Frank Nicholls (1699 – 7 January 1778) was an English physician. He was elected a Fellow of the Royal Society in 1728. He was made reader of anatomy at Oxford University when young and moved to London in the 1730s.

==Life==
The second son of John Nicholls (d. 1714) of Trereife, Cornwall, a barrister, he was born in London. He was educated at Westminster School, and went to Exeter College, Oxford, where he entered 4 March 1714, his tutor being John Haviland. Besides the classics, he studied physics; he graduated B.A. 14 November 1718, M.A. 12 June 1721, M.B. 16 February 1724, M.D. 16 March 1729.

He lectured at Oxford on anatomy, as a reader in the university, before he graduated in medicine. His lectures were well attended, and were mostly devoted to minute anatomy, then seldom taught. He demonstrated the minute structure of blood vessels, showed before the Royal Society experiments proving that the inner and middle coat of an artery could be ruptured while the outer remained entire, and thus made clear the method of formation of chronic aneurysm, which had not before been understood. He noticed that the arteries were supplied with nerves, and pointed out that these probably regulated blood pressure. He was the first to make corroded preparations, in which a particular part of an organ is left prominent after an injection, the surrounding structures being removed piecemeal.

After a short period of practice as a physician in Cornwall, he settled in London. He was elected F.R.S. 1728, and a fellow of the Royal College of Physicians 1732. He attended some of Winslow's lectures in France, and saw Giovanni Battista Morgagni and Santorinus in Italy; and on his return began to give anatomical lectures in London. In 1734 he gave the Gulstonian lectures at the College of Physicians, ‘On the Structure of the Heart and the Circulation of the Blood;’ and again in 1736 ‘On the Urinary Organs, with the Causes, Symptoms, and Cure of Stone.’ He delivered the Harveian oration in 1739, and the Lumleian lectures 1748–9, of which the inaugural lecture, ‘De Anima Medica,’ was given 16 December 1748, and was published in 1750 (2nd edit. 1771; 3rd edit. 1773).

# Stored data:
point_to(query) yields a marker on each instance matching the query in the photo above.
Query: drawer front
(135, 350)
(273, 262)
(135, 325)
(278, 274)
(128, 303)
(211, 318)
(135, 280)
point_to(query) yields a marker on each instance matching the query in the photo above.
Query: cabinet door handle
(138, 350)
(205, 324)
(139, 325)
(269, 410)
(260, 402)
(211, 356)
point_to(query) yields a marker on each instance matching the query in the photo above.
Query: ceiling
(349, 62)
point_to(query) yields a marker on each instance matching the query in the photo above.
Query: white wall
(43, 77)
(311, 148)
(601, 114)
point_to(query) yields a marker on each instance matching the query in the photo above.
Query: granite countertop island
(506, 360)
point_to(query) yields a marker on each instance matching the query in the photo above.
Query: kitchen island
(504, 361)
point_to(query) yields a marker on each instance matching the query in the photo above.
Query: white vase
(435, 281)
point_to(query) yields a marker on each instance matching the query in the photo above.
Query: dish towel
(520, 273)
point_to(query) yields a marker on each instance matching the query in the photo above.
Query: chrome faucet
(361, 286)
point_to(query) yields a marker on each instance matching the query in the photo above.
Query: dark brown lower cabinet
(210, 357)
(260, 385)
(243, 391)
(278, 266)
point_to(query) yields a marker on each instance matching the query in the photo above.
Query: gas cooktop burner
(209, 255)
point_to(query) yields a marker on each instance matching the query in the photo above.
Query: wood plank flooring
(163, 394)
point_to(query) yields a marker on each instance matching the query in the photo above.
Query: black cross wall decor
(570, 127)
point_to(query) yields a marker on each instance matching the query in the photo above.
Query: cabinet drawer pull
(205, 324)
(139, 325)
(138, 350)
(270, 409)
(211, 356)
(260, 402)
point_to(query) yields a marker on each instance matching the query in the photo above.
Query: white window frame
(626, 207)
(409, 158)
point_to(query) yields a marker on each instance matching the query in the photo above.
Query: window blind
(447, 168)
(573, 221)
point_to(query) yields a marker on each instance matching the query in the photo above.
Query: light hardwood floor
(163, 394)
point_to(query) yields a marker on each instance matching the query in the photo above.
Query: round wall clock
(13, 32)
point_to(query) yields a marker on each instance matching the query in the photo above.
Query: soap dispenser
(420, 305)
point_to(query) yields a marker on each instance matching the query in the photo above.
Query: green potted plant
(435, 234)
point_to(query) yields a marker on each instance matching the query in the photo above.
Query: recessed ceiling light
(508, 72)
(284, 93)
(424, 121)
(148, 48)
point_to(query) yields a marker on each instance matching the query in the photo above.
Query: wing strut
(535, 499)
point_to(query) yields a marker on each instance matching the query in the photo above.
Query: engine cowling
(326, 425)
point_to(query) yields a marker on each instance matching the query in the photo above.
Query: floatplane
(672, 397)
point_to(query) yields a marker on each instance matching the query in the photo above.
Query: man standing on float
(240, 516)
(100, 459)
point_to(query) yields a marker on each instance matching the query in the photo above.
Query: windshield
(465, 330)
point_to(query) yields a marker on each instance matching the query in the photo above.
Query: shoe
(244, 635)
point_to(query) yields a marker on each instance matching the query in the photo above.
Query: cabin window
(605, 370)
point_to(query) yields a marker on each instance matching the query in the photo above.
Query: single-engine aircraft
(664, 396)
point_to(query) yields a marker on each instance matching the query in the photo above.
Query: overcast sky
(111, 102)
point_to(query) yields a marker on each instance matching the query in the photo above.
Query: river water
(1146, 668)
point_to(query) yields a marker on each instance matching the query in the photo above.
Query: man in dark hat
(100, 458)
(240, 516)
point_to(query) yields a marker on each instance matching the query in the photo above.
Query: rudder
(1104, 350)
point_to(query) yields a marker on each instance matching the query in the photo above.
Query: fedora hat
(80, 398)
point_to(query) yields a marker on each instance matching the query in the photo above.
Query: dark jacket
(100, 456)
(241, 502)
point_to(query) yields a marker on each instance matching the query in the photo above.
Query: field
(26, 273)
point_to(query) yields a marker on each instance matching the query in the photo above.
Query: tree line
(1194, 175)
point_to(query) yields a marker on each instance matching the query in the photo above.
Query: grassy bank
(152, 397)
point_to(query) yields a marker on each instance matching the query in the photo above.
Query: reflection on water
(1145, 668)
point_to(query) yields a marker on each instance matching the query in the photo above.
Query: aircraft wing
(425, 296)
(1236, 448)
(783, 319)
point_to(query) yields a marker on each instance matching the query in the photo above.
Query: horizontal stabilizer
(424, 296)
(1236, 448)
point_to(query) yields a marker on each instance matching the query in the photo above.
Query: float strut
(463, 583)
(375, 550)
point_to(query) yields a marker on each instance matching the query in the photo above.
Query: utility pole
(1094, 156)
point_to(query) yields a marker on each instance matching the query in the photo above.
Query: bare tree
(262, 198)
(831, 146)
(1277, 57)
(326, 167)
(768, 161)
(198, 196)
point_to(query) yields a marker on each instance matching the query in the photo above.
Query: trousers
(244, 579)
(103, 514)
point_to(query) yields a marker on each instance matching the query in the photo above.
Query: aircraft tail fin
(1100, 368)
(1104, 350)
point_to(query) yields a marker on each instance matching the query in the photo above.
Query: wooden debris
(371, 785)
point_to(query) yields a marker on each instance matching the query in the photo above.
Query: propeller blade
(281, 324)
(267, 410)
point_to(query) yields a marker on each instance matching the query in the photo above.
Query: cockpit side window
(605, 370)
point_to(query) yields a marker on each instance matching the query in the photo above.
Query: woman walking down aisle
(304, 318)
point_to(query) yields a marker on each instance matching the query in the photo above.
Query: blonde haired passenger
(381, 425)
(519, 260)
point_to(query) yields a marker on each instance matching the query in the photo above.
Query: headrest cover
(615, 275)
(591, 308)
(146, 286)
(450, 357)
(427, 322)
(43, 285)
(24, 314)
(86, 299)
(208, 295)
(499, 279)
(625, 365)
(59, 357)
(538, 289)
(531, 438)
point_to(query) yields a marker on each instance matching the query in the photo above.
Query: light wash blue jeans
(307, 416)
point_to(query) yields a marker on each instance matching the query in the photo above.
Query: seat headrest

# Parts of the exercise:
1. Answer each question using the text on Frank Nicholls, one answer per line:
(a) Which Oxford college did Nicholls enter, and on what date?
(b) What was the title of the Gulstonian lectures he gave in 1734?
(c) Where did he practice as a physician before settling in London?
2. List every university degree that the Frank Nicholls text says he took, each with its date.

# Results for each task:
1.
(a) Exeter College, on 4 March 1714.
(b) ‘On the Structure of the Heart and the Circulation of the Blood’.
(c) In Cornwall.

2.
- B.A., 14 November 1718
- M.A., 12 June 1721
- M.B., 16 February 1724
- M.D., 16 March 1729